• [THE INPUT]:
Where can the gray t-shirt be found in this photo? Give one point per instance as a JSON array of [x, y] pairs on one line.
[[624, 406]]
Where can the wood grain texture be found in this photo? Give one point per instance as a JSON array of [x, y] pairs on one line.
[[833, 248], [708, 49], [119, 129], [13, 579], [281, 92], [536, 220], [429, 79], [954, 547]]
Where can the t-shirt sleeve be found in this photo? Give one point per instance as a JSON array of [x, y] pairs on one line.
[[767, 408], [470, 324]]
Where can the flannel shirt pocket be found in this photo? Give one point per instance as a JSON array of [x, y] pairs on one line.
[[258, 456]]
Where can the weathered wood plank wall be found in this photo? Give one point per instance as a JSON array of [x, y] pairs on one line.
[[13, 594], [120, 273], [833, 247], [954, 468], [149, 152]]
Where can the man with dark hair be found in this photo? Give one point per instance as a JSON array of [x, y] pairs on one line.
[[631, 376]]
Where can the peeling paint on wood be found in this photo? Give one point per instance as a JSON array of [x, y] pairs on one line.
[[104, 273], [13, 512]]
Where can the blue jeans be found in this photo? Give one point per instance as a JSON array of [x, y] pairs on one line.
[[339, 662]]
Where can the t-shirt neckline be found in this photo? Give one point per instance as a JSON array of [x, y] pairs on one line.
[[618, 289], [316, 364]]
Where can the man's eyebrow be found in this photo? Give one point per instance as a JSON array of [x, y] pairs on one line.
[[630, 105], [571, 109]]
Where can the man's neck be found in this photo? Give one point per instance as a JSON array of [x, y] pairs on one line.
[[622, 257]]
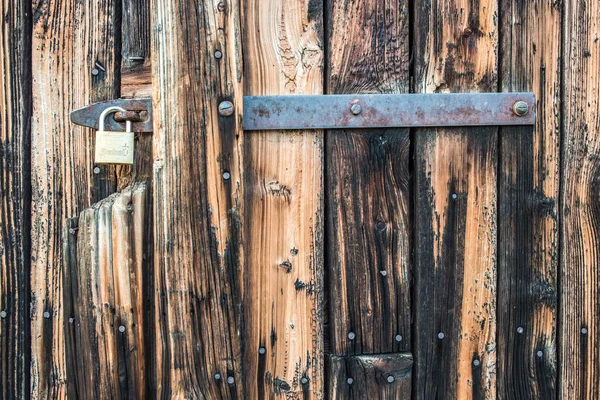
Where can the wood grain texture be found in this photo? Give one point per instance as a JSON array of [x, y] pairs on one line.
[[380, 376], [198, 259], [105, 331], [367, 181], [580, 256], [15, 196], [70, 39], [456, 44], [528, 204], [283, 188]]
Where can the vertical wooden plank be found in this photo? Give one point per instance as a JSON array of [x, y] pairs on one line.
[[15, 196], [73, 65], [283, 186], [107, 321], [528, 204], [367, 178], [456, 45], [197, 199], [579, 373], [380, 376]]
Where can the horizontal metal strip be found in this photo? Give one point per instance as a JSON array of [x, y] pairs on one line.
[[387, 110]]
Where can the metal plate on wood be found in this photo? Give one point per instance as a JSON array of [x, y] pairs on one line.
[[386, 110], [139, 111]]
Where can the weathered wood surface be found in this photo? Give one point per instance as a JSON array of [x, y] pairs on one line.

• [TASK OBJECTIVE]:
Repeat precisely, and with nothing added, every line from the one containing "Where can the metal" to the last line of the listing above.

• [TASK RESULT]:
Where can the metal plate on wood be found in this photo? Give one point per instance as a JSON array of [x, y] pairs on one line.
[[386, 110], [139, 111]]
Where can the weathered wood surface be found in this photo? Give one point per instance as a JSON array of [x, y] pairs on one line.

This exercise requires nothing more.